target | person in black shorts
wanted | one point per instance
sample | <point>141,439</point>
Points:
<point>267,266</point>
◇ ◇ ◇ ◇ ◇
• [WHAT YOU SHOULD DO] Rewrite the material above with "black shorts" swapped for "dark shorts", leaving everything else unchanged.

• [RESULT OF THIS TASK]
target | person in dark shorts
wanted | one point per instance
sample | <point>141,439</point>
Points:
<point>267,266</point>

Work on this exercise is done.